→ **WHAT YOU WILL DO**
Look for the word "window" in the entries below, then copy every line that has it.

→ **MATERIAL PROVIDED**
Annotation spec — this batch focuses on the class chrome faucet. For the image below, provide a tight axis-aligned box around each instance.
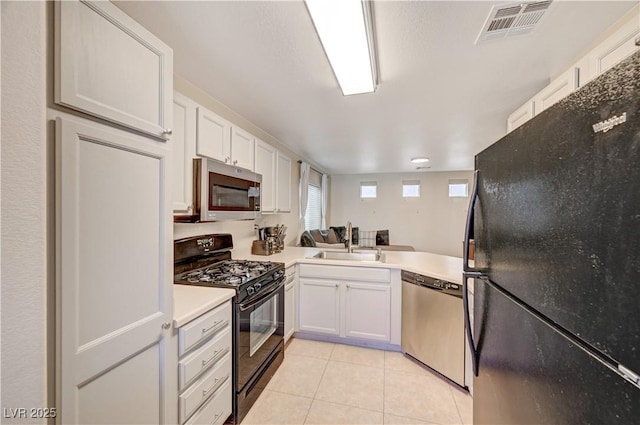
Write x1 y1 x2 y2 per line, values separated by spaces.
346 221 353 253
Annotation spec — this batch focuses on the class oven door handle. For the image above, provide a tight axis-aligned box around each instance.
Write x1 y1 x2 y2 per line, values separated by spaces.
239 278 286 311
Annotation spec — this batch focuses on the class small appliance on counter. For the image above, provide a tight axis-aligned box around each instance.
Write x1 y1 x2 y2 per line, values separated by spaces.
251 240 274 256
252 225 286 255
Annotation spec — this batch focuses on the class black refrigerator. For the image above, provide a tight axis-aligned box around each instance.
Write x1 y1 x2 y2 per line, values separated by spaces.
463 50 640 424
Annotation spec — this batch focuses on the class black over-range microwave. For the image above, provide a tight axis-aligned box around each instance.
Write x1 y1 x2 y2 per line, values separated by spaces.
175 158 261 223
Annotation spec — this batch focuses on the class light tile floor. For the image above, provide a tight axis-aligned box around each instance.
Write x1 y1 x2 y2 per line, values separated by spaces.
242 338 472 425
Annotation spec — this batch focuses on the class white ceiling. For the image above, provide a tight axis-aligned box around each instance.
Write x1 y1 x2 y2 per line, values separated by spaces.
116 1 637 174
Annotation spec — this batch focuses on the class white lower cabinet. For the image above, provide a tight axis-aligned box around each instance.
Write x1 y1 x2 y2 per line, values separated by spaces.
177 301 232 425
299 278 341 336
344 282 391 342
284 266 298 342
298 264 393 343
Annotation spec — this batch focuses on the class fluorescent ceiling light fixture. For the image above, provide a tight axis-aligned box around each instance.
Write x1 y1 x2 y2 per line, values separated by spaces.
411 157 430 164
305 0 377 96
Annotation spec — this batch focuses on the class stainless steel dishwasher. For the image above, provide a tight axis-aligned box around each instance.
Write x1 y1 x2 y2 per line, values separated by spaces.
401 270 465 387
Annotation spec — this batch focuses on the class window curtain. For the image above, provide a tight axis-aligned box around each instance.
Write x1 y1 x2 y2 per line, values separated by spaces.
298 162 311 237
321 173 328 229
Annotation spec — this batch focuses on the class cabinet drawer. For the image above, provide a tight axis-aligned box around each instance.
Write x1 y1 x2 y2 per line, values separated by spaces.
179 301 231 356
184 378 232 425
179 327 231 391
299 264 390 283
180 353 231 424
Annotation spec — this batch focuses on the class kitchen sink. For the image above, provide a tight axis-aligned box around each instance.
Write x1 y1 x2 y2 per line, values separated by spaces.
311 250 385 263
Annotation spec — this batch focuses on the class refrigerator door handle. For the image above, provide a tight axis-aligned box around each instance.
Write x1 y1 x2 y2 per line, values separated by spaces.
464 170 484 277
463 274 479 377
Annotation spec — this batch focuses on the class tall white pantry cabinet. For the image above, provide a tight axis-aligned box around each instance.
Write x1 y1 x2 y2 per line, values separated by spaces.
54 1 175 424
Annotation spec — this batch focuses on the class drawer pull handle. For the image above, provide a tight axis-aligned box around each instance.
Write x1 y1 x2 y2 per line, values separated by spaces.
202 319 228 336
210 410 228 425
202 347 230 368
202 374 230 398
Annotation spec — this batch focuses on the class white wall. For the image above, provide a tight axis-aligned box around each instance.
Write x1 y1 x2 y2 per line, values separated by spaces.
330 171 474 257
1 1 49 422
--
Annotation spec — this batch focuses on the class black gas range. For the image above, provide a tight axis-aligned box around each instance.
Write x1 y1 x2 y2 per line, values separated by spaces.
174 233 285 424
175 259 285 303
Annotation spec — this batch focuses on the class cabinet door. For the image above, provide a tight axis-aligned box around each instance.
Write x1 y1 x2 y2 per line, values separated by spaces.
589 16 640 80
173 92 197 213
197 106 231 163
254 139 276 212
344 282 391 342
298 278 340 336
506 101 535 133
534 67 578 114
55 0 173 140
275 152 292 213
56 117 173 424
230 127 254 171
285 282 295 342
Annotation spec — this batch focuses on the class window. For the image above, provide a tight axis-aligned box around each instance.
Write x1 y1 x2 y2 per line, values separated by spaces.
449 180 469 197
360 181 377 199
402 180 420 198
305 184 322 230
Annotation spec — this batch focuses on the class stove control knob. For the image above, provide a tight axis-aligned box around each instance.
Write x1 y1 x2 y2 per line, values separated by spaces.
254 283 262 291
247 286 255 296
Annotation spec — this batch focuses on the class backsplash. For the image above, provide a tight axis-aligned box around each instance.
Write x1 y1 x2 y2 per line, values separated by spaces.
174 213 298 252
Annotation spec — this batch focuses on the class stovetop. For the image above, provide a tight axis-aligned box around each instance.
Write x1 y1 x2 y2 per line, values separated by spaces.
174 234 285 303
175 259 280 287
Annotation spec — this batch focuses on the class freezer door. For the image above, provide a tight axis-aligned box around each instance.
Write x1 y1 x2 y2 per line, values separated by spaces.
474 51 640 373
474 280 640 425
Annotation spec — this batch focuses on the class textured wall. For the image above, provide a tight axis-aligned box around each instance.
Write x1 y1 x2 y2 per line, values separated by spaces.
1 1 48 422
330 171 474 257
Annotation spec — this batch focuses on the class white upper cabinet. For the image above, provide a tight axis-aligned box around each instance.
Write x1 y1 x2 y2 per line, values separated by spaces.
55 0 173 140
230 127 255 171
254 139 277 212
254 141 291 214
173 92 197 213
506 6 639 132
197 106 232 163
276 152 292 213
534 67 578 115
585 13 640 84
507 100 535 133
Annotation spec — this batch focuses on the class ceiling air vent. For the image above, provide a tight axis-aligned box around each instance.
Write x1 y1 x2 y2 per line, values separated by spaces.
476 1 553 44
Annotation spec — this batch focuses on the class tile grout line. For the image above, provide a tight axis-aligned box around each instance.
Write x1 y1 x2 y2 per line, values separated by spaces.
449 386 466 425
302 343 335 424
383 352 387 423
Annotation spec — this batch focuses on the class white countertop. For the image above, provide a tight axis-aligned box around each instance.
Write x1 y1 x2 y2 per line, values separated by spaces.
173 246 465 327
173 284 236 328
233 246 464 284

→ **THE ANSWER**
Annotation spec — this batch focuses on the class window curtain. For the image above, provide a tight axis-aligned box around each instance.
Annotation spec — this batch focuses on the class window. For the image above, provide a tight axis-aligned box around each instance.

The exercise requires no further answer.